PROBLEM TO SOLVE :: For every entry that follows, return an identical copy.

RECORDS PROVIDED ::
[Start of section]

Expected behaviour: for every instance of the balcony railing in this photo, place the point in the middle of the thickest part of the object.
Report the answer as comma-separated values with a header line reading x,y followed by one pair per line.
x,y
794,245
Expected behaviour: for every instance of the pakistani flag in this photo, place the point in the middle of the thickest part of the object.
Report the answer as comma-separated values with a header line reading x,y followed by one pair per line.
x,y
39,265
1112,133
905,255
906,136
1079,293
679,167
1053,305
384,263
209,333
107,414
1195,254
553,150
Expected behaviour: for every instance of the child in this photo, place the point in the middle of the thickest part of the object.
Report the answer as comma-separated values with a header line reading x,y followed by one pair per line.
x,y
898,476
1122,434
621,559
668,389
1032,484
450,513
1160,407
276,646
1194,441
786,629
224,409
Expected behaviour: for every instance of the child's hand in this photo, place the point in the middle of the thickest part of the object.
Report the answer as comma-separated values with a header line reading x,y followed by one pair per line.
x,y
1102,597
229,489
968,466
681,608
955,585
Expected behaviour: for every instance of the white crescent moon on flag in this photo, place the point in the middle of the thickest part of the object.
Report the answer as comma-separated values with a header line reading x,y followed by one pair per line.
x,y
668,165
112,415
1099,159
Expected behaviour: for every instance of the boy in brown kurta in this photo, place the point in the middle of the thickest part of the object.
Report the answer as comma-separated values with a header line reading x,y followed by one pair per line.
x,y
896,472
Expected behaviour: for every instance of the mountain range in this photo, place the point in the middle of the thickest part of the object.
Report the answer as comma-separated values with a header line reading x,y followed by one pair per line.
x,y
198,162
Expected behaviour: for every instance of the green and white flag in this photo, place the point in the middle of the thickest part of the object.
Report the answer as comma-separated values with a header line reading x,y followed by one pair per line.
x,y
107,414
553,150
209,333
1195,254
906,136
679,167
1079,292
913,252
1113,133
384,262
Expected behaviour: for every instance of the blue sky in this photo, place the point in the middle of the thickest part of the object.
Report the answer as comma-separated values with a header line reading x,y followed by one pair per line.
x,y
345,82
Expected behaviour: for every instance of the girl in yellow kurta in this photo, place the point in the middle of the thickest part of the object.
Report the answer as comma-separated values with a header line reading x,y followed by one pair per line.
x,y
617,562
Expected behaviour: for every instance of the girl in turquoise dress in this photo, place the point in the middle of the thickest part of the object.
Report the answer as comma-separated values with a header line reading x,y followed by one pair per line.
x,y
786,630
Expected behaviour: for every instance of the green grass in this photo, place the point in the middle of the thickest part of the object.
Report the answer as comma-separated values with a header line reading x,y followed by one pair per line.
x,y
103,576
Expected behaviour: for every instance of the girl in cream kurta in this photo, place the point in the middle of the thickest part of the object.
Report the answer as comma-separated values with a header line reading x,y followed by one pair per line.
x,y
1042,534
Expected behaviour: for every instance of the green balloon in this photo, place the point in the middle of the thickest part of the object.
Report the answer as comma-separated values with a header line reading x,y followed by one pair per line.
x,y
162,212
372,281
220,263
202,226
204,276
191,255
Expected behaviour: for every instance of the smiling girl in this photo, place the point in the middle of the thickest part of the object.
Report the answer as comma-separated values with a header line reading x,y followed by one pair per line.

[End of section]

WORKED SOLUTION ::
Expected behaviour: for every instance of the balcony railing in this photo, place the point in the middle of the thickest part of the object.
Report the answer as comma-separated values with a header line reading x,y followed by one pair per line.
x,y
794,245
Expected behaviour: for every instance of the pakistani flag in this photo, place the point in the middle of the thickest part of the object.
Report the answer as comma-separated values with a header line reading x,y followed by one pair per line.
x,y
39,265
1112,133
905,255
906,136
1079,293
679,167
1053,305
384,263
209,333
107,414
1195,254
553,150
Expected behaviour: for every instance of the child in this photo, place the point in the middle of the thickest part of the object.
Report the answer as comma-separated values with a header line reading x,y followed by one pair per line.
x,y
898,476
1122,434
621,559
668,389
1032,484
450,513
1160,407
276,646
1194,441
786,629
224,409
Expected behaviour: for every instance of the child's hand in this photo, place the point in the middle of the thickest part of the object.
Report the answer as comma-separated values with a header line reading x,y followed by one pair per line.
x,y
1102,597
229,489
968,466
681,608
955,585
Expected behaviour: for every instance of the white crescent moon on flag in this photo, place the point in the middle of the thickest part of the object.
Report the answer as comma-separated values with a header line reading x,y followed by one pair per line.
x,y
668,165
112,415
1099,159
Expected behaviour: for every instance of the boy in brown kurta in this photo, place the point in the middle of the thickest part of the object.
Report the answer as comma-separated values with a header line reading x,y followed by one pair per line.
x,y
896,472
Expected behaviour: for every instance of the mountain range in this photo, place the point in the middle of the thickest part of the object.
Report the answer as comma-separated values with a header line reading x,y followed by one pair per line.
x,y
198,162
Expected behaviour: for every instance of the green and white flag in this photo, place the point in the middle of the thickest part of the object.
Report the answer as comma-separated values with a header line reading x,y followed by one pair per line.
x,y
107,414
553,150
209,333
1195,254
906,136
679,167
1079,292
913,252
1113,133
384,262
Expected behaviour: for every instance of the blue sky in this photo, place the point in the middle of the thickest part of the object.
Report the answer as comma-separated values with a header line reading x,y followed by one pair per line.
x,y
345,82
Expected behaviour: for every instance of the girl in yellow kurta in this photo, place the point in the middle of the thickest part of the object.
Report the answer as comma-separated values with a header line reading x,y followed by one pair per line.
x,y
617,562
Expected behaviour: for every instance of the girl in turquoise dress in this photo, place the point in the middle of the thickest part of the object.
Report the answer as comma-separated values with a header line reading x,y followed by one pair per line.
x,y
786,630
Expected behaviour: for every instance of the green grass in this photo, place the point in the middle of the thickest part of the object.
Report the answer as comma-separated values with a header line reading x,y followed by one pair per line.
x,y
103,576
Expected behaviour: for every instance of the girl in cream kurta in this photo, place the point in the middle of the thickest part of the object.
Report the answer as comma-separated values with a header line reading x,y followed by one pair per line.
x,y
1042,534
Expected behaviour: for every instance of the green balloon in this photo, place the point in the middle of the thickest part of the object.
Report the answer as comma-separated values with a header line reading x,y followed by one pair per line.
x,y
162,212
372,281
220,263
202,226
204,276
191,255
Expected behaviour: for every instance of the smiling girl in this photo, place the point in the middle of the thickest part of the object.
Report the answer as comma-separated values with a header line reading x,y followed by one pair per line.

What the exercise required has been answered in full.